Within the records that follow, restate exactly the lines from the line with "Target: small dark object on snow" down to the line with "Target: flower cluster at tip", including both. Omit the pictures.

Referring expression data
*****

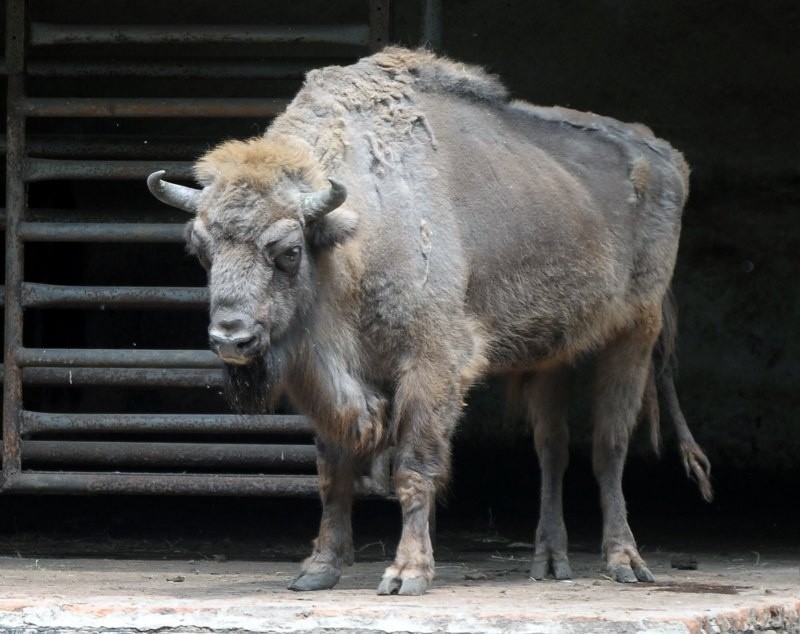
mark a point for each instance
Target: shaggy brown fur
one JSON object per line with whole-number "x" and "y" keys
{"x": 477, "y": 236}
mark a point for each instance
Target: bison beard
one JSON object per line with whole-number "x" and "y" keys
{"x": 253, "y": 388}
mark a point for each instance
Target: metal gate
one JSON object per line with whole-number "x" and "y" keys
{"x": 108, "y": 385}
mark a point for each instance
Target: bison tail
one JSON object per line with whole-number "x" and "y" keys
{"x": 661, "y": 380}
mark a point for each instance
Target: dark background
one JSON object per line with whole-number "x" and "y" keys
{"x": 721, "y": 81}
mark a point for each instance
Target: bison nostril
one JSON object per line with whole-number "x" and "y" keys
{"x": 232, "y": 343}
{"x": 246, "y": 345}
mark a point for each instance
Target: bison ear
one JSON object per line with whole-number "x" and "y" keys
{"x": 333, "y": 228}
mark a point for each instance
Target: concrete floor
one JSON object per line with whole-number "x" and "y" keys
{"x": 484, "y": 591}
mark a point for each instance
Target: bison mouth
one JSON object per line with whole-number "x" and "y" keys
{"x": 253, "y": 388}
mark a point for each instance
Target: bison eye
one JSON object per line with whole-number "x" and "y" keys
{"x": 288, "y": 260}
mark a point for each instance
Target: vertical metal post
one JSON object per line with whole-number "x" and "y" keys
{"x": 431, "y": 27}
{"x": 379, "y": 22}
{"x": 15, "y": 210}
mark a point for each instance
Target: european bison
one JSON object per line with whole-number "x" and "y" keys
{"x": 402, "y": 230}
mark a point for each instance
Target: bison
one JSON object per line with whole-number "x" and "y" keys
{"x": 402, "y": 230}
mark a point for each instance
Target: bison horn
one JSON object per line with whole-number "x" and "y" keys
{"x": 324, "y": 201}
{"x": 186, "y": 198}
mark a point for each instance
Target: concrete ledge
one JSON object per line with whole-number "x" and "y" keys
{"x": 486, "y": 593}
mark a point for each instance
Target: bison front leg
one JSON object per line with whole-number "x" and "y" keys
{"x": 622, "y": 375}
{"x": 333, "y": 548}
{"x": 426, "y": 410}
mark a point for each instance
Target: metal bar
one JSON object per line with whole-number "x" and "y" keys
{"x": 123, "y": 377}
{"x": 154, "y": 455}
{"x": 45, "y": 422}
{"x": 145, "y": 107}
{"x": 118, "y": 358}
{"x": 380, "y": 12}
{"x": 15, "y": 256}
{"x": 189, "y": 69}
{"x": 46, "y": 34}
{"x": 431, "y": 28}
{"x": 52, "y": 169}
{"x": 163, "y": 484}
{"x": 155, "y": 147}
{"x": 136, "y": 297}
{"x": 100, "y": 232}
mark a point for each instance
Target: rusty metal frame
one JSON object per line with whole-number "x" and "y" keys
{"x": 75, "y": 447}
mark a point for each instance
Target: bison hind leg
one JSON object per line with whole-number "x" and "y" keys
{"x": 622, "y": 373}
{"x": 545, "y": 395}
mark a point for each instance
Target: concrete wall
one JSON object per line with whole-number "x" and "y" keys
{"x": 721, "y": 81}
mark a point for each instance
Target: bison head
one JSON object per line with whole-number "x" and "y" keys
{"x": 260, "y": 224}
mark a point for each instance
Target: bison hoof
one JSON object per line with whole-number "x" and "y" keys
{"x": 631, "y": 574}
{"x": 306, "y": 581}
{"x": 558, "y": 568}
{"x": 411, "y": 586}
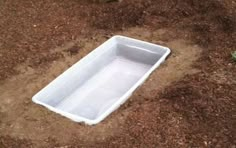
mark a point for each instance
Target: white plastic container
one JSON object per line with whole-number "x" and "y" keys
{"x": 104, "y": 79}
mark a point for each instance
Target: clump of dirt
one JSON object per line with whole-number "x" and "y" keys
{"x": 9, "y": 142}
{"x": 117, "y": 16}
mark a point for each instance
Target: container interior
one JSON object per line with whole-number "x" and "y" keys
{"x": 89, "y": 90}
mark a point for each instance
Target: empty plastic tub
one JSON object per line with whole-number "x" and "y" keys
{"x": 104, "y": 79}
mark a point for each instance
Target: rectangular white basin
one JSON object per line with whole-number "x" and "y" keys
{"x": 104, "y": 79}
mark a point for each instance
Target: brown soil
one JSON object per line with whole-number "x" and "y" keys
{"x": 188, "y": 102}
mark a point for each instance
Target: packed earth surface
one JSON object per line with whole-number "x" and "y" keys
{"x": 189, "y": 101}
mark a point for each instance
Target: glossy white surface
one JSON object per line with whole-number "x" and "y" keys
{"x": 99, "y": 83}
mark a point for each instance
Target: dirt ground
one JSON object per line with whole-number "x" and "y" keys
{"x": 190, "y": 101}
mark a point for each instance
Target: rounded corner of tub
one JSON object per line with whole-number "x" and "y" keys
{"x": 168, "y": 50}
{"x": 35, "y": 99}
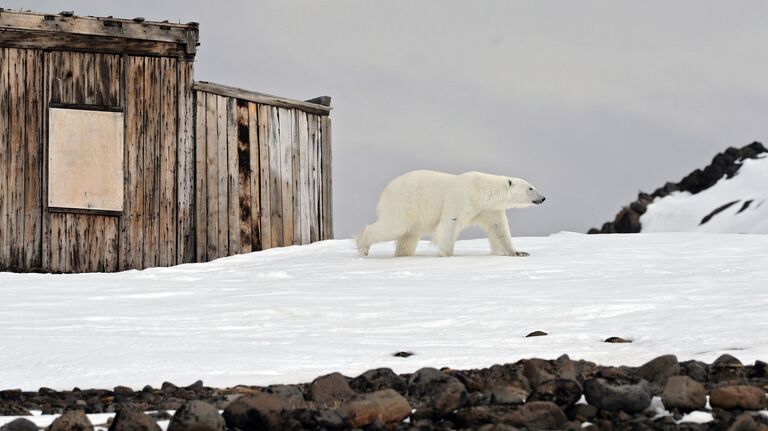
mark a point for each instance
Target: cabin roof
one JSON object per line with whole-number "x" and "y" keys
{"x": 67, "y": 31}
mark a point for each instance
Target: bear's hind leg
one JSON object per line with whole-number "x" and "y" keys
{"x": 376, "y": 232}
{"x": 406, "y": 245}
{"x": 445, "y": 237}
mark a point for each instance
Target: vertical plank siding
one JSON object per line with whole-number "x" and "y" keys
{"x": 206, "y": 175}
{"x": 262, "y": 177}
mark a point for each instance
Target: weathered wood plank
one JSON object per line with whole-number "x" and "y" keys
{"x": 201, "y": 179}
{"x": 244, "y": 171}
{"x": 296, "y": 175}
{"x": 4, "y": 152}
{"x": 167, "y": 172}
{"x": 255, "y": 174}
{"x": 263, "y": 119}
{"x": 303, "y": 146}
{"x": 261, "y": 98}
{"x": 185, "y": 165}
{"x": 151, "y": 161}
{"x": 275, "y": 179}
{"x": 15, "y": 225}
{"x": 222, "y": 178}
{"x": 326, "y": 164}
{"x": 286, "y": 163}
{"x": 312, "y": 158}
{"x": 212, "y": 177}
{"x": 111, "y": 251}
{"x": 233, "y": 180}
{"x": 132, "y": 233}
{"x": 34, "y": 149}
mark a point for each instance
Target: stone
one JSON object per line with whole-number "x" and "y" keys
{"x": 330, "y": 419}
{"x": 72, "y": 420}
{"x": 658, "y": 370}
{"x": 13, "y": 408}
{"x": 538, "y": 415}
{"x": 508, "y": 394}
{"x": 128, "y": 419}
{"x": 615, "y": 395}
{"x": 497, "y": 427}
{"x": 538, "y": 371}
{"x": 726, "y": 368}
{"x": 540, "y": 333}
{"x": 684, "y": 394}
{"x": 379, "y": 379}
{"x": 197, "y": 416}
{"x": 746, "y": 423}
{"x": 260, "y": 410}
{"x": 291, "y": 394}
{"x": 696, "y": 370}
{"x": 387, "y": 406}
{"x": 330, "y": 389}
{"x": 19, "y": 424}
{"x": 563, "y": 392}
{"x": 581, "y": 412}
{"x": 738, "y": 397}
{"x": 123, "y": 390}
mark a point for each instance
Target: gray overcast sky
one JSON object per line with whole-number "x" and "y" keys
{"x": 590, "y": 101}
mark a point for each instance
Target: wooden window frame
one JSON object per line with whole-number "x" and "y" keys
{"x": 83, "y": 107}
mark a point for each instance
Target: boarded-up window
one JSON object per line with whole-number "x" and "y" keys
{"x": 85, "y": 159}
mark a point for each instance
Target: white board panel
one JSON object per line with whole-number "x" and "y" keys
{"x": 85, "y": 155}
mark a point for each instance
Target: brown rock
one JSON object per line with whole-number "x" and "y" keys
{"x": 563, "y": 392}
{"x": 536, "y": 334}
{"x": 658, "y": 370}
{"x": 386, "y": 406}
{"x": 738, "y": 397}
{"x": 508, "y": 394}
{"x": 746, "y": 423}
{"x": 538, "y": 371}
{"x": 538, "y": 415}
{"x": 72, "y": 420}
{"x": 128, "y": 419}
{"x": 684, "y": 393}
{"x": 330, "y": 389}
{"x": 19, "y": 424}
{"x": 258, "y": 411}
{"x": 197, "y": 416}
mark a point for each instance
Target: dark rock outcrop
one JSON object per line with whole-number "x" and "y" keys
{"x": 725, "y": 164}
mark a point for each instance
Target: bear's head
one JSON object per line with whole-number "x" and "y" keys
{"x": 521, "y": 194}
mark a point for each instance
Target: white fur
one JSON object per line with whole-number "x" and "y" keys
{"x": 442, "y": 205}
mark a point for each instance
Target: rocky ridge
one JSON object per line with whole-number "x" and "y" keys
{"x": 725, "y": 164}
{"x": 528, "y": 394}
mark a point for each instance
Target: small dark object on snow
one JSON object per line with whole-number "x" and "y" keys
{"x": 536, "y": 334}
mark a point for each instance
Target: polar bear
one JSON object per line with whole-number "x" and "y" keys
{"x": 442, "y": 205}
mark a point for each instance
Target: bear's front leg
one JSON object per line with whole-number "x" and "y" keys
{"x": 496, "y": 225}
{"x": 445, "y": 237}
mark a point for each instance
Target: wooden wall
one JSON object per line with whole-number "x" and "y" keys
{"x": 206, "y": 174}
{"x": 156, "y": 227}
{"x": 263, "y": 176}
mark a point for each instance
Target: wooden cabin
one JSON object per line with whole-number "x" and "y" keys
{"x": 112, "y": 157}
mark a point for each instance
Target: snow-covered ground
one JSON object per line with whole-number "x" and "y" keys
{"x": 288, "y": 315}
{"x": 684, "y": 212}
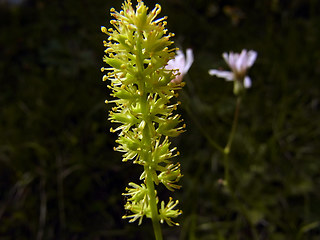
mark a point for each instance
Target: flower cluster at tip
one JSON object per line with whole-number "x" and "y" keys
{"x": 137, "y": 52}
{"x": 239, "y": 64}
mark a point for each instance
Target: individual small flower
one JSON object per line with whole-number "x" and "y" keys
{"x": 239, "y": 64}
{"x": 182, "y": 63}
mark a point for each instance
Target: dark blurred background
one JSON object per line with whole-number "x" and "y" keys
{"x": 59, "y": 175}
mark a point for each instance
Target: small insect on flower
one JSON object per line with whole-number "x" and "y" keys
{"x": 181, "y": 63}
{"x": 239, "y": 64}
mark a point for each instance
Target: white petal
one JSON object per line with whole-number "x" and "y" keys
{"x": 222, "y": 74}
{"x": 252, "y": 55}
{"x": 247, "y": 82}
{"x": 188, "y": 61}
{"x": 241, "y": 62}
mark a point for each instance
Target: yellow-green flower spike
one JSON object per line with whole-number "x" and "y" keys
{"x": 138, "y": 49}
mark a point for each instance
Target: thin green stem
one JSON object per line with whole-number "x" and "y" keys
{"x": 153, "y": 205}
{"x": 147, "y": 142}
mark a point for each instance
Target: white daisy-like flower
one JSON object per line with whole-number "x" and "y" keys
{"x": 239, "y": 64}
{"x": 181, "y": 63}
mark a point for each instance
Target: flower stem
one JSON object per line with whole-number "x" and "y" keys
{"x": 153, "y": 206}
{"x": 227, "y": 148}
{"x": 147, "y": 142}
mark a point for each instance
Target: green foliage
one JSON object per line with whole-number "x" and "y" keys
{"x": 61, "y": 179}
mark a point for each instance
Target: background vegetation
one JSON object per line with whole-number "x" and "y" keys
{"x": 59, "y": 175}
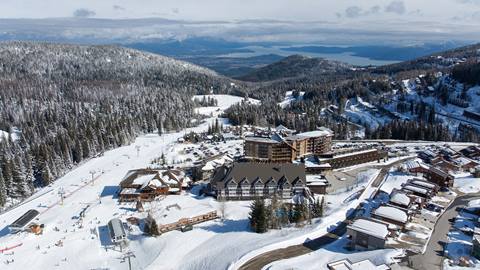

*****

__Solution for this problem__.
Target: small dark object on snow
one JSON object per line with whole-number "x" and "y" keys
{"x": 536, "y": 334}
mark a point for each instance
Target: polar bear
one JSON object per line with whole-number "x" and "y" keys
{"x": 442, "y": 205}
mark a point for each instance
Target: bear's front leg
one JSON object per line with whole-number "x" and "y" keys
{"x": 496, "y": 225}
{"x": 445, "y": 237}
mark a point for each instance
Target: wooden wall
one JSON object per line with whole-number "x" and "y" keys
{"x": 206, "y": 174}
{"x": 156, "y": 227}
{"x": 263, "y": 176}
mark a point for each instance
Target: wooden cabin
one JSON object per line with whole-number "x" and "y" keys
{"x": 112, "y": 157}
mark a point for each instance
Target: snow-covered ground
one JSON object per line with whole-number "x" and "y" keys
{"x": 288, "y": 315}
{"x": 684, "y": 212}
mark a point for each instance
Target: flower cluster at tip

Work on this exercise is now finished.